# Provided text
# Question about raising gas water heater 18" above floor.



## Dan Barsher (Dec 20, 2006)

I am installing a natural gas water heater in the basement of an 1913 house. There is not enough headroom to let me raise the tank 18" above the floor to protect the pilot from flammable vapors. (Code in my area does not require the tank to be raised but I would prefer to anyway.) 

I have room to raise it 10" and I was thinking about making a custom 8" deep pan so that the lip of the pan is @ 18". See attached sketch. Do y'all think it would achieve the same protection from flammable vapors as if it was raised 18" in the typical way?


----------



## JamesNLA (Jun 2, 2006)

you may actually blow code by doing that. What is the unobstructed distance locally required to have access to the pilot light assembly? Wouldn't having 8" more or less cover the access panel? Sounds kinda rigged to me. The purpose of a pan is to catch and drain water, not sheild against flamable vapors. Build the stand, put your 2" pan underneath and plumb a drain, call it a day! Or put in a tankless, they are much better


----------



## QWIKWHIP (Nov 28, 2006)

I have to agree 100% with JamesNLA. :thumbsup:


----------



## rjordan392 (Feb 9, 2005)

What makes you think flammable vapors are restricted from rising more then 18 inches? Forget about it and remove the source of the possible vapors. Besides, when the heater cycles on, it will pull in any flammable vapors that are below your pan and then BANG! If you are concerned about leaking gas fittings, then hire a tradesman.

(Data drawn from a collection)

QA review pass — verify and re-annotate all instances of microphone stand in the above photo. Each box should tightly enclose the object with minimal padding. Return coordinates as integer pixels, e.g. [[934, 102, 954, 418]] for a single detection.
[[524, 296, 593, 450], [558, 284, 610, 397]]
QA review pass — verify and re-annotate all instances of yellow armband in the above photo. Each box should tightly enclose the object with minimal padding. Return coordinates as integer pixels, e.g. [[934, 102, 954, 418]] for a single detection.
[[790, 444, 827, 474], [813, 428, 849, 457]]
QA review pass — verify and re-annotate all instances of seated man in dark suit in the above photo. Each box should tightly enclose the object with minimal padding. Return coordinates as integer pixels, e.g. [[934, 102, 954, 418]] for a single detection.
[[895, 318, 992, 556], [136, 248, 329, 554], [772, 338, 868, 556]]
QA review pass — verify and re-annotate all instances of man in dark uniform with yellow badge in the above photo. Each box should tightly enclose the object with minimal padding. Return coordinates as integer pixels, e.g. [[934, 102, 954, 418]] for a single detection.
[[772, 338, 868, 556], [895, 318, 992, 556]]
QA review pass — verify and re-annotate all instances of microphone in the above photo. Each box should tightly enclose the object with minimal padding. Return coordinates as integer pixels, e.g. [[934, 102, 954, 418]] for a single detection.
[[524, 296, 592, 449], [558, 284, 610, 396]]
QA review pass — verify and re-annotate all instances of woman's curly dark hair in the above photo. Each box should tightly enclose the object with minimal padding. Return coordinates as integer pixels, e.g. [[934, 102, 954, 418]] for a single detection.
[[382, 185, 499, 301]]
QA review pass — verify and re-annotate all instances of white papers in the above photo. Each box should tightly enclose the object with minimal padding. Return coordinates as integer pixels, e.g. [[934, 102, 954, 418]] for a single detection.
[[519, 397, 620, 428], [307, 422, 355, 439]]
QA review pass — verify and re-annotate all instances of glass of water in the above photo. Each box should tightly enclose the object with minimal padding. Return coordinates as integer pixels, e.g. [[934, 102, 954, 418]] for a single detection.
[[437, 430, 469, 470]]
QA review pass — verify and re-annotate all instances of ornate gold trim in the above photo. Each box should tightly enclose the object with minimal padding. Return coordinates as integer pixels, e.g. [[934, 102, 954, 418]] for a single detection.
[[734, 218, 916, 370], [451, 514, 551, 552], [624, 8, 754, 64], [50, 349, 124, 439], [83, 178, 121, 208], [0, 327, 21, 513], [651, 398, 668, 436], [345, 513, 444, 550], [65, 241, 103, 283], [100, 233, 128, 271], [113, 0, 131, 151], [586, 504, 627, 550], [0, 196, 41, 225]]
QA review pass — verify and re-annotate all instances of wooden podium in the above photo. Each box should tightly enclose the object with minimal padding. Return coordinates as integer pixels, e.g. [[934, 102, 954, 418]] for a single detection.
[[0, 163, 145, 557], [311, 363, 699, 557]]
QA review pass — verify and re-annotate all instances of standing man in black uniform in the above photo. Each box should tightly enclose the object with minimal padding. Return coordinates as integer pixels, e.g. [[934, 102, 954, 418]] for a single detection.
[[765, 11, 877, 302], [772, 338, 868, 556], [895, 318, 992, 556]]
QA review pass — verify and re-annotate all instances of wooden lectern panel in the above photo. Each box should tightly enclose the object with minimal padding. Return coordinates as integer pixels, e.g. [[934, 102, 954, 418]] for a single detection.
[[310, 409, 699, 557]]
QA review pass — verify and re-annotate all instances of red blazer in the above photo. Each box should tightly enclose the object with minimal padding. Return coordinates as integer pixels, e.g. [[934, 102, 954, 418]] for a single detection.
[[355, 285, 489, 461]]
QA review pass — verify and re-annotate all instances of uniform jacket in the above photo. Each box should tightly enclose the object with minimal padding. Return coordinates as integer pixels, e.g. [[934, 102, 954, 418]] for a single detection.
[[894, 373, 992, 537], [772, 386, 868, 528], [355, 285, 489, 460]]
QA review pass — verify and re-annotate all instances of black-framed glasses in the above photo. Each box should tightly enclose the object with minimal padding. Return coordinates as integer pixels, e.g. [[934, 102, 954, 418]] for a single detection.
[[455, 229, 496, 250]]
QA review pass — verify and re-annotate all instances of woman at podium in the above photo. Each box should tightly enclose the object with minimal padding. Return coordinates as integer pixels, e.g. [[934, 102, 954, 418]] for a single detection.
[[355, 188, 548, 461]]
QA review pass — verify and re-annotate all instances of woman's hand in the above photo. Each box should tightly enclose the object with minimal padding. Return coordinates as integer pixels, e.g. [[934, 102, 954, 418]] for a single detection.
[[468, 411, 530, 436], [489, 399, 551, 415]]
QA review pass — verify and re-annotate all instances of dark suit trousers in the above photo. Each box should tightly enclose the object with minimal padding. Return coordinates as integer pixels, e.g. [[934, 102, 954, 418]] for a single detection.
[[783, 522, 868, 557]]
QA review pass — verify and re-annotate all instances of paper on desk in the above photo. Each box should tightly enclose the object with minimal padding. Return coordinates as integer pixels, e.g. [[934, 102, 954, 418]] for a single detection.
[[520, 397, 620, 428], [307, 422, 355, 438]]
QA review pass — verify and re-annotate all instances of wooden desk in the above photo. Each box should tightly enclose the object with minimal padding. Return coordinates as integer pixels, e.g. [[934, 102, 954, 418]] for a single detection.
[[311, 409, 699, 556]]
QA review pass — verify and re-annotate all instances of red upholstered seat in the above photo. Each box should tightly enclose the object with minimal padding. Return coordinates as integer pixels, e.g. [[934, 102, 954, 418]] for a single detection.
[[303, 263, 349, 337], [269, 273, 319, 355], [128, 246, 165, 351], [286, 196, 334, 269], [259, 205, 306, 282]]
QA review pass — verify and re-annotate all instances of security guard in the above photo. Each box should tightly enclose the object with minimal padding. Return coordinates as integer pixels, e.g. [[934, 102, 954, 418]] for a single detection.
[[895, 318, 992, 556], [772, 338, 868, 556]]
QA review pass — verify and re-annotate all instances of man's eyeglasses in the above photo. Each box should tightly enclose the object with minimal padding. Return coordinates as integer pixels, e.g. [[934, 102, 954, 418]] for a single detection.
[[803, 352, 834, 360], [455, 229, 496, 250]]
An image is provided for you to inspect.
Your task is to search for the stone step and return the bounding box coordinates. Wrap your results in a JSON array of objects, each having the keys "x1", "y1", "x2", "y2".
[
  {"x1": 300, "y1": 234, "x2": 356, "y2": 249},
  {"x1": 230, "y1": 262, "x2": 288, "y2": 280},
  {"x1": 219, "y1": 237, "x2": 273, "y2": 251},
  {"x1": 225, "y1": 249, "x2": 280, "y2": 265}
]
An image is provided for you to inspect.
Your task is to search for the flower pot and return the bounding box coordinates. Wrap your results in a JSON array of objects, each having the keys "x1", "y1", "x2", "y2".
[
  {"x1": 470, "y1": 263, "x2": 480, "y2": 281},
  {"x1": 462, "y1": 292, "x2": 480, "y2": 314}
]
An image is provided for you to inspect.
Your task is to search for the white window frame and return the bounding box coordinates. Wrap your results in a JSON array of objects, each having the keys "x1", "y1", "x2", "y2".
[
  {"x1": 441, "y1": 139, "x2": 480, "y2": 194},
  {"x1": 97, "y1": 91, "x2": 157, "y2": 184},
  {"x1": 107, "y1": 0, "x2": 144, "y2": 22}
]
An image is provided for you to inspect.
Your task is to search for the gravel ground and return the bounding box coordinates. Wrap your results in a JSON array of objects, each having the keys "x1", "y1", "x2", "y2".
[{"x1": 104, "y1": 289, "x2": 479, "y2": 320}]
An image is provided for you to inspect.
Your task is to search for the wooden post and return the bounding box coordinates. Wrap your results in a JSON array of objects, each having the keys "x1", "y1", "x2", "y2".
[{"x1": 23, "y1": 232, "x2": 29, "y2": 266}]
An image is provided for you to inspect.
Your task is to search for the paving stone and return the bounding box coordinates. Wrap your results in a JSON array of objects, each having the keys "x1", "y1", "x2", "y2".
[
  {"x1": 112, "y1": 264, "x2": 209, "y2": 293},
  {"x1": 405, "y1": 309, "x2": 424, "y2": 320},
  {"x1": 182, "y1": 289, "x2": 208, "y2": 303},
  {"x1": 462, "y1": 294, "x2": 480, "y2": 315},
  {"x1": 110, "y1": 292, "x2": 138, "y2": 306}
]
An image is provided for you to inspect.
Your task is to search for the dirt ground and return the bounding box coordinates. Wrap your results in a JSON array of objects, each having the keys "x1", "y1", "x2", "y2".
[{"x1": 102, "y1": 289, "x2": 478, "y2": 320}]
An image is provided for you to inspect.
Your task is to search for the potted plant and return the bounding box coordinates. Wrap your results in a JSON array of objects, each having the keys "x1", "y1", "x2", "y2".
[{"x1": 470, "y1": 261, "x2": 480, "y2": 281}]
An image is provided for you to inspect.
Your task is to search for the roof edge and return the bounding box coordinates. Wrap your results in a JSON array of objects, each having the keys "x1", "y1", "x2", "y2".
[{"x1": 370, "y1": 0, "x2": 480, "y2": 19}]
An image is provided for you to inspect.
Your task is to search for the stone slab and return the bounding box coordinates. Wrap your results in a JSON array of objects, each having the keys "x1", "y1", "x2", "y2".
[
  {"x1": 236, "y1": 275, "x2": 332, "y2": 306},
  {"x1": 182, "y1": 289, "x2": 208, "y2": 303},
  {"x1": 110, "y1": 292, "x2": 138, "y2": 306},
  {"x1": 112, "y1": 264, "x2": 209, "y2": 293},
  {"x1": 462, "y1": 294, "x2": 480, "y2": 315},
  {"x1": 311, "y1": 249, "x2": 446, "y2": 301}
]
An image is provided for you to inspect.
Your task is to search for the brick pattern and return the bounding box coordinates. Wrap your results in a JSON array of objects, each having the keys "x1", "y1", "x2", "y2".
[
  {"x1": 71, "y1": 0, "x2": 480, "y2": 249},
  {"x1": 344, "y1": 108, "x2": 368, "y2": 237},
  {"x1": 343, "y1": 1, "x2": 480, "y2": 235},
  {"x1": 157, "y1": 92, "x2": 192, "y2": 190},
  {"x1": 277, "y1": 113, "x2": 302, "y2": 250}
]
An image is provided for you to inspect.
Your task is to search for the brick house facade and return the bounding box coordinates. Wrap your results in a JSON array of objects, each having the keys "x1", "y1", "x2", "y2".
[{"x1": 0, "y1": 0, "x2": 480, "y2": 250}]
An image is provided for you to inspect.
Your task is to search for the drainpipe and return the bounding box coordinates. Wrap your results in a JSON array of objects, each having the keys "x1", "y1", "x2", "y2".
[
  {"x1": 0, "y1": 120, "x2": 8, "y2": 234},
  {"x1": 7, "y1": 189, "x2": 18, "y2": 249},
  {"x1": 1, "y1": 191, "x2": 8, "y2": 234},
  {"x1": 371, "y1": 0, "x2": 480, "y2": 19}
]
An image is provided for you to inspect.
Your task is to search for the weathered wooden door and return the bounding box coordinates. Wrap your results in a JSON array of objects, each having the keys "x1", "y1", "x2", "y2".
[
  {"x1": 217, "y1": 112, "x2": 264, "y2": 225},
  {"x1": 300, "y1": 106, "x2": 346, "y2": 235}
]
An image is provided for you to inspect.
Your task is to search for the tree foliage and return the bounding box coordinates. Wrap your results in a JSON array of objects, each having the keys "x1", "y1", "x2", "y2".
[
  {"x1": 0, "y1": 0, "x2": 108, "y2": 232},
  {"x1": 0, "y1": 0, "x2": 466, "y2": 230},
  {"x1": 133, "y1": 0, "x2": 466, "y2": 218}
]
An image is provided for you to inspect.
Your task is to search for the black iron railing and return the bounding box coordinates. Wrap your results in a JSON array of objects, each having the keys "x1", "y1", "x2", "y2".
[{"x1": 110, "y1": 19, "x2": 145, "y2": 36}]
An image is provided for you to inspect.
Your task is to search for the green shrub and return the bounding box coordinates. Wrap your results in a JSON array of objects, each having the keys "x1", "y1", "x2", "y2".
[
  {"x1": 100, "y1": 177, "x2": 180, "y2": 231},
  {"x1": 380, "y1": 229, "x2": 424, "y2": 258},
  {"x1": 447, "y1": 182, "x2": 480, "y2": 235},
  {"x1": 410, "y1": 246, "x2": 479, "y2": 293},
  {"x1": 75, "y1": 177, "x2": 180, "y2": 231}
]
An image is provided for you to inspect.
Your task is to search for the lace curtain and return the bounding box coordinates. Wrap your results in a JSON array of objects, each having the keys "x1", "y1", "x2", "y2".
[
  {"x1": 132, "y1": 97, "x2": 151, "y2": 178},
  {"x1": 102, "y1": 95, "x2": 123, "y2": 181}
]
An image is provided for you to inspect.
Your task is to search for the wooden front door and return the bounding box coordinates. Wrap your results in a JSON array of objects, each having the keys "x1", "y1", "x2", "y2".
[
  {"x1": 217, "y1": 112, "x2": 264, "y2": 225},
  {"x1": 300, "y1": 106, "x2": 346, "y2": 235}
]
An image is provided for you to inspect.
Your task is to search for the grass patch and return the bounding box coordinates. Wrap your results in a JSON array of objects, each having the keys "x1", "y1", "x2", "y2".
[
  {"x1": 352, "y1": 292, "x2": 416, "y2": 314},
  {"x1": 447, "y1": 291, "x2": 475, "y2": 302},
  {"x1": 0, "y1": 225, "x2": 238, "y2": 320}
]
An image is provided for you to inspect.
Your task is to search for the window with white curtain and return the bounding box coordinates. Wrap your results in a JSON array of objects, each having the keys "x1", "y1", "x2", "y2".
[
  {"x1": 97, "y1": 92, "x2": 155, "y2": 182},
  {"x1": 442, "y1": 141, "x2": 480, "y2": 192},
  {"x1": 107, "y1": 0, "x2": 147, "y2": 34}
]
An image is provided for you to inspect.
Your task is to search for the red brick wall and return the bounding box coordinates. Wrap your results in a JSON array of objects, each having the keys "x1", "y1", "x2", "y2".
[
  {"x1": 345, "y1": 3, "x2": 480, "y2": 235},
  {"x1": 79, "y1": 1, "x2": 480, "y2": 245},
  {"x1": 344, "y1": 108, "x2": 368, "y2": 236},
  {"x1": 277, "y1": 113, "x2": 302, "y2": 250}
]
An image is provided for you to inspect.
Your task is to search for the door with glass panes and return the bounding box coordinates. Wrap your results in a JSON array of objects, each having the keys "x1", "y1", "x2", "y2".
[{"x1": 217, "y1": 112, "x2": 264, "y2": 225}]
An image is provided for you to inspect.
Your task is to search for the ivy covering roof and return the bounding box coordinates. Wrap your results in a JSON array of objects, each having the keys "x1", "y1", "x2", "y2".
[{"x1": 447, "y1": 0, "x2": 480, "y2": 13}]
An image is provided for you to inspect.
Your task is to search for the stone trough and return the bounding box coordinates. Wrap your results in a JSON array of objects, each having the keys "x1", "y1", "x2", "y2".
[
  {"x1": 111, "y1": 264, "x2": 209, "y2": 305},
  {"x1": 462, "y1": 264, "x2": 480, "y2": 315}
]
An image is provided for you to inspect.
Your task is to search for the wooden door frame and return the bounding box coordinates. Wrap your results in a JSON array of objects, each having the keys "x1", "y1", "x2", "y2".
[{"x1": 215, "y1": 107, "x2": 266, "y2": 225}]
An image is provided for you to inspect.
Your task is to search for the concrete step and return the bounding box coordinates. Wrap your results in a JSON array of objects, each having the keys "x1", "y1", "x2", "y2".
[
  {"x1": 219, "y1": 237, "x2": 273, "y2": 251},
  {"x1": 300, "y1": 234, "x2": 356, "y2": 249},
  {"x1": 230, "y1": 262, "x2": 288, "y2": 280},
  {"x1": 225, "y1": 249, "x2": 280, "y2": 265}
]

# Work to do
1. Answer these questions about the water heater thread.
(a) How many inches of room does the original poster have to raise the tank?
(b) According to JamesNLA, what is the purpose of a pan?
(c) What does rjordan392 advise doing about concern over leaking gas fittings?
2. Write the next reply in the water heater thread, following on from its last post.

# Answers to the exercise
1.
(a) 10 inches.
(b) To catch and drain water.
(c) Hire a tradesman.

2.
----------



## Double-A (Jul 3, 2006)

Don, you don't mention what size heater this is, or for what size family it will serve. 

We have had to use 18" tall pans when there is no room to raise the heater. This satisfies our local inspectors provided the pan has a sealed door installed in it. 

We use a butyl caulking compound to seal the door. This allows access to the burner and controls if needed. I don't like this method and its a last resort as far as I'm concerned.

I would do all I could do, including replacing the heater with another type in order to avoid the pan.

You can relocate the heater, enclose it in a closet with make up and combustion air piped in from attic or outside; you can go to a tankless heater as suggested; you can go to a small boiler type heater; you can go electric... The list goes on and on.

Get a professional out to look over the property and the job and see what can be done to satisfy you and and to safeguard the people that will have to live with this heater. That's all that code is - a minimum safety standard.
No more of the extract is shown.